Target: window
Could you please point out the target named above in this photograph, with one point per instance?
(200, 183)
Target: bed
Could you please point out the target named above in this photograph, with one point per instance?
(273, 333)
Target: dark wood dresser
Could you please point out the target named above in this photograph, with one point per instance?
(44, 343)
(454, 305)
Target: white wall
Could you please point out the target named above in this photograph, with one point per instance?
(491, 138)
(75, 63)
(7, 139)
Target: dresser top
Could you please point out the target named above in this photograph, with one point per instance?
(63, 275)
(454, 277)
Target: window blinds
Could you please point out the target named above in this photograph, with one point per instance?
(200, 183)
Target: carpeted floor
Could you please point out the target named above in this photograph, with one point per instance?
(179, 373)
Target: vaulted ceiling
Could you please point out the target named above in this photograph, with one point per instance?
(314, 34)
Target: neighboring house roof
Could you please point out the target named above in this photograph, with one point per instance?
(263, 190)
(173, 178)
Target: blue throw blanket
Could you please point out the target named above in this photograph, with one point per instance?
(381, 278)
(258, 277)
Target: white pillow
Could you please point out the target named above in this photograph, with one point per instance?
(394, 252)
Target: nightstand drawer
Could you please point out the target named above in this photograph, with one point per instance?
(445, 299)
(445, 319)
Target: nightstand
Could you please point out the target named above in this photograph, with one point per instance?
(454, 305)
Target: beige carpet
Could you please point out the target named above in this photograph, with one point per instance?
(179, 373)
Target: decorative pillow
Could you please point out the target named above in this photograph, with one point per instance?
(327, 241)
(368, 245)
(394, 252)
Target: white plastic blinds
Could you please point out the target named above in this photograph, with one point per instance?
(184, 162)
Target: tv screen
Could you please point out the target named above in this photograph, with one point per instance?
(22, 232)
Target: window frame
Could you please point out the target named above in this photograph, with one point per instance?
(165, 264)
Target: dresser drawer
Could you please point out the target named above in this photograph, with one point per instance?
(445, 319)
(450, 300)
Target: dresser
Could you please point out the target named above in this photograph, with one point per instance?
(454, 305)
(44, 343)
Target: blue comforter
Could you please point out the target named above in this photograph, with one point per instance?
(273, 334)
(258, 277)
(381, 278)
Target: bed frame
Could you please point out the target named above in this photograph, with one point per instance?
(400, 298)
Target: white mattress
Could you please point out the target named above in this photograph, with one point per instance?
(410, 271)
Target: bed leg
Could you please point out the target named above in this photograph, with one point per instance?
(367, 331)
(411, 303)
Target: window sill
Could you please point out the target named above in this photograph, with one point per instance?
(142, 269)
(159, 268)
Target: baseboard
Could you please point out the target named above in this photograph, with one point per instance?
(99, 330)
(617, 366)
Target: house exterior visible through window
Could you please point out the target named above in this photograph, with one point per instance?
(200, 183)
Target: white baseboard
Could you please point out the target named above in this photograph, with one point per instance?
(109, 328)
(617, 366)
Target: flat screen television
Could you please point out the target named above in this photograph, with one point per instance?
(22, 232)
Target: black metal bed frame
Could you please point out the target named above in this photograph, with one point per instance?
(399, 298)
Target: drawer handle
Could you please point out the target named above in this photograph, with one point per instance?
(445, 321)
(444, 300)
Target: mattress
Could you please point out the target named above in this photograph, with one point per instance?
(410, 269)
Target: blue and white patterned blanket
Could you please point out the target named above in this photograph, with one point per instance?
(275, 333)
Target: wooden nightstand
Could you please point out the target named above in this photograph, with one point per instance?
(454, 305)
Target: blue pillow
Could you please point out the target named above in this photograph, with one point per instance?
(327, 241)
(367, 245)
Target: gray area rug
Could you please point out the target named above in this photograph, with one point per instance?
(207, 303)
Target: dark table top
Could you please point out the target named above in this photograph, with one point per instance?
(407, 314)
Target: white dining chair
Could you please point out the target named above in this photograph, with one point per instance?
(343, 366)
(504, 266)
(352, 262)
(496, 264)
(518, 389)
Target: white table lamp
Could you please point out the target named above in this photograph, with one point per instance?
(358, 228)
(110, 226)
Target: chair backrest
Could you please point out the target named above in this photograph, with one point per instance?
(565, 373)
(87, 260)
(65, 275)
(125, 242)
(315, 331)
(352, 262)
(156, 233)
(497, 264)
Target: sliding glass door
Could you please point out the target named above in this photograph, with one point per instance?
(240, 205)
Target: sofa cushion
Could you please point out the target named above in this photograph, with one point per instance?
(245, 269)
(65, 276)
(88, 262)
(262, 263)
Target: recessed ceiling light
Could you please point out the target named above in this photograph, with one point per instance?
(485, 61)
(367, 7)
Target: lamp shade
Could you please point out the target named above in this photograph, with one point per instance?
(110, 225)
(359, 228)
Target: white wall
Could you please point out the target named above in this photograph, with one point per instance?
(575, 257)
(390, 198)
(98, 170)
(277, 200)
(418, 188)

__________________________________________________

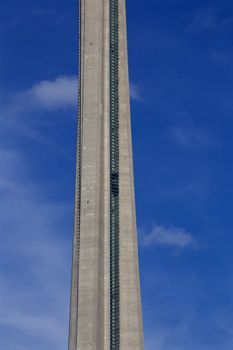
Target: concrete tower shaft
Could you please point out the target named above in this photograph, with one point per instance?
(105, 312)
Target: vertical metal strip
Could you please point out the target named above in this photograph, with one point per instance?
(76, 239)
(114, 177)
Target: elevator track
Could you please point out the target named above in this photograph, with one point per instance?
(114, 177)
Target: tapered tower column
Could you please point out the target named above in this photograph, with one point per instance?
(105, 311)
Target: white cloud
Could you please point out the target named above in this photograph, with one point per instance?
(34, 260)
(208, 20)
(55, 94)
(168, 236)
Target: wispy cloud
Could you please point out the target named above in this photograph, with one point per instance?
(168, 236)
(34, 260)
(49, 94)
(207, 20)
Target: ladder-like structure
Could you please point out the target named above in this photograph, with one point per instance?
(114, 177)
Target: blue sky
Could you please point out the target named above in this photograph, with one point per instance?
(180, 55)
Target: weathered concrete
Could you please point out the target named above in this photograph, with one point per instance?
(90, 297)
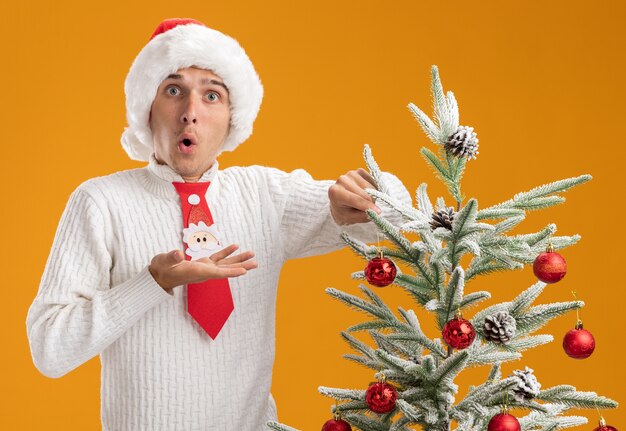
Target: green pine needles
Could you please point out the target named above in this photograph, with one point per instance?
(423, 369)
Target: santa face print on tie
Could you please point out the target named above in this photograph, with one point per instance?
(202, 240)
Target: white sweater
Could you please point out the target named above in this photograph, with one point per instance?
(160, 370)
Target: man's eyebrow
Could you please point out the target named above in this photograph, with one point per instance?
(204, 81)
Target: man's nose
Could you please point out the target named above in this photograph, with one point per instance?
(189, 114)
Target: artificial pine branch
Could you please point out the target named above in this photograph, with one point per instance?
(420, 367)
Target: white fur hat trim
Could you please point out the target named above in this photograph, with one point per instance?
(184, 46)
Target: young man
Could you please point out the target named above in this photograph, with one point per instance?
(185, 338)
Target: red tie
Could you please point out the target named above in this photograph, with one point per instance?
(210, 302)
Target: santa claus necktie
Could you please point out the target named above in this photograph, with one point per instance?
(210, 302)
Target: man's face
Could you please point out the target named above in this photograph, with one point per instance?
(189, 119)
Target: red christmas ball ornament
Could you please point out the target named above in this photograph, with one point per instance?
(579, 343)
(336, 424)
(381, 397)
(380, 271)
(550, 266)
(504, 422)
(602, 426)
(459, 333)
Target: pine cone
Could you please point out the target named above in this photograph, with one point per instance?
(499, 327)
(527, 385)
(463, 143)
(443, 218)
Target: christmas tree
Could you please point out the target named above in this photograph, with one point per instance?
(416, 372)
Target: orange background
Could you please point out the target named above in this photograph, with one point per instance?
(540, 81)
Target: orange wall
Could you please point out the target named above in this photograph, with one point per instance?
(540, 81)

__________________________________________________

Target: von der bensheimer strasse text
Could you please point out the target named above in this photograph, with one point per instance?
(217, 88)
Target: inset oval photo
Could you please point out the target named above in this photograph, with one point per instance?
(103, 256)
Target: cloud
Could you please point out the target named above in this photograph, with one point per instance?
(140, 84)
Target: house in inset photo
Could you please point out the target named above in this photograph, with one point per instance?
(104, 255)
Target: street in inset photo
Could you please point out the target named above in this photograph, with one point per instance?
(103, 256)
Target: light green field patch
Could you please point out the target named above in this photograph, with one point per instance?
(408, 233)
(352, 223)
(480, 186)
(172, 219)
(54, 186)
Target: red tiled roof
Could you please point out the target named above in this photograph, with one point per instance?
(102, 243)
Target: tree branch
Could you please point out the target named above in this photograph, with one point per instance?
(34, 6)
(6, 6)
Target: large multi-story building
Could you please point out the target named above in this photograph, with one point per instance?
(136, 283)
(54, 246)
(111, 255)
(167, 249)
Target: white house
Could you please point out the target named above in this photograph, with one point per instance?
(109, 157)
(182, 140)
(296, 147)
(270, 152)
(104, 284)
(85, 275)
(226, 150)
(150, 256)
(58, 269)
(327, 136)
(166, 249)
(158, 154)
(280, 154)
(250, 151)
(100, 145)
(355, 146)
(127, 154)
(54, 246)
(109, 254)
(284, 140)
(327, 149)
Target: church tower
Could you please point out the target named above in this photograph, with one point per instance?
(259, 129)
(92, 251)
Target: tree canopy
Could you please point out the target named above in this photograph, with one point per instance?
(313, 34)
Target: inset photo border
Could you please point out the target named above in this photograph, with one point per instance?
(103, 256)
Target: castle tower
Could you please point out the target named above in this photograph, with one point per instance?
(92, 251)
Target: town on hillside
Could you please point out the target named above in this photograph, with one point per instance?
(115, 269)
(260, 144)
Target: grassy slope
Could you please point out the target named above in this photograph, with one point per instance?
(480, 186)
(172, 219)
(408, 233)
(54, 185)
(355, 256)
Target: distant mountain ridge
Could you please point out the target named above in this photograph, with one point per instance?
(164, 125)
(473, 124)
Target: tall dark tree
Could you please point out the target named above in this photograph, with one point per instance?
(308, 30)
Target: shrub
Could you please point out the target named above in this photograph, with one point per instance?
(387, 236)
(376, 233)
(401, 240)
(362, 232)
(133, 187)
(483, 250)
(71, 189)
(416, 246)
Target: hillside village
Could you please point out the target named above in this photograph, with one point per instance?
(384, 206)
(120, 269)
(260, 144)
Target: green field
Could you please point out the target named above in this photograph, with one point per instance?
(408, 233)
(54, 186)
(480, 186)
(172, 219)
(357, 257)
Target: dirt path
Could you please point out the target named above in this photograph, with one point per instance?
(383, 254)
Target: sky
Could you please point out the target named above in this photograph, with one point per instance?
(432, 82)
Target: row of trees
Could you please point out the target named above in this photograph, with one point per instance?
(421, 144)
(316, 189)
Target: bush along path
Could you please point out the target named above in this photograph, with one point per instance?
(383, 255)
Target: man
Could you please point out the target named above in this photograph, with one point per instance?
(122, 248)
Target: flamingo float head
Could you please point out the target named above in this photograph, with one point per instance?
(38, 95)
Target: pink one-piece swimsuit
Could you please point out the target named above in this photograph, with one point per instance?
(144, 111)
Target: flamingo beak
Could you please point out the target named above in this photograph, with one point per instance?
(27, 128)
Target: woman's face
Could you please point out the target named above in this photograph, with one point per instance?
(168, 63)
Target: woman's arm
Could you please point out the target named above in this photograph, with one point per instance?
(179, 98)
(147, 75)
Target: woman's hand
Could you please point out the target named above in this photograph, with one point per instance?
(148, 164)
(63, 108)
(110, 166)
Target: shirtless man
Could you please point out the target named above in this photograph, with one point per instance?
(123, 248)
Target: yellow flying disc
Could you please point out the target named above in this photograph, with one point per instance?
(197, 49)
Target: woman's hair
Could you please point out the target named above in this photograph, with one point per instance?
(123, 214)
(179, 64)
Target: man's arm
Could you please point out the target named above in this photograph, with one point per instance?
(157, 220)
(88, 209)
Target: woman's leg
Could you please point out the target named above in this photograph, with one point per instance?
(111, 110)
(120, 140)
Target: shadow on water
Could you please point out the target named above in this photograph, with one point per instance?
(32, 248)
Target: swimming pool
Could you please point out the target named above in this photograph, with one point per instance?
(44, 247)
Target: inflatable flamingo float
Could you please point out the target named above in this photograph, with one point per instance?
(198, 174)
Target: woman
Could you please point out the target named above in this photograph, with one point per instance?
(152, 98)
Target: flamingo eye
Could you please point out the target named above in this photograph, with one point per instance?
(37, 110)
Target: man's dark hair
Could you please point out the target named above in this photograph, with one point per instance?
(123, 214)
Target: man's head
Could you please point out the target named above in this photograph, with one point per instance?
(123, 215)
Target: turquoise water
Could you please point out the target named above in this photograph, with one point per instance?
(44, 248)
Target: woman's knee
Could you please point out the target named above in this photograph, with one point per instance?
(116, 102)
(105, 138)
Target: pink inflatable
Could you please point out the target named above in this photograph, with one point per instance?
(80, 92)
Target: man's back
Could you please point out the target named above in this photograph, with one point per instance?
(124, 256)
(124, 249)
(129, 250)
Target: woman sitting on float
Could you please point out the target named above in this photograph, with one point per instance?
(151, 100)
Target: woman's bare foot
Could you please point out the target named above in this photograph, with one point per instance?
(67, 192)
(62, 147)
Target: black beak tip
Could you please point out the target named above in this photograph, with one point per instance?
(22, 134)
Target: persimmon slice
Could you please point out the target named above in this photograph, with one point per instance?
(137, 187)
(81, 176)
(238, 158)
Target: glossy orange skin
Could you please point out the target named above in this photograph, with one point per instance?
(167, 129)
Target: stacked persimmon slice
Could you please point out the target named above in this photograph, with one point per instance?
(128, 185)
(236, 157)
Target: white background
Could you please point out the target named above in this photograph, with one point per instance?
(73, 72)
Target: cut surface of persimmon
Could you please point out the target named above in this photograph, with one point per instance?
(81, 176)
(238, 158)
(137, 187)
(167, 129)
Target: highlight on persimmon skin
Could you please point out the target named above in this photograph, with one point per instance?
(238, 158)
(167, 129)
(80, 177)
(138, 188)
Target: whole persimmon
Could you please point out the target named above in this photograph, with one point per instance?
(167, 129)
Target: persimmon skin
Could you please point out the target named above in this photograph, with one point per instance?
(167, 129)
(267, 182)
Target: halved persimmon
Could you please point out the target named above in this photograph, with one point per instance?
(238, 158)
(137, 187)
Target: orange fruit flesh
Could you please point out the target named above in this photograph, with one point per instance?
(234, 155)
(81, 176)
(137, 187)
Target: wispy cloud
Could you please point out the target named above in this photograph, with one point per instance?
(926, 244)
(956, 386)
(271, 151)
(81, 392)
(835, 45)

__________________________________________________

> Exercise objective
Count the lines in the rows above that contain the string "pink". Give only the number.

> Exercise response
2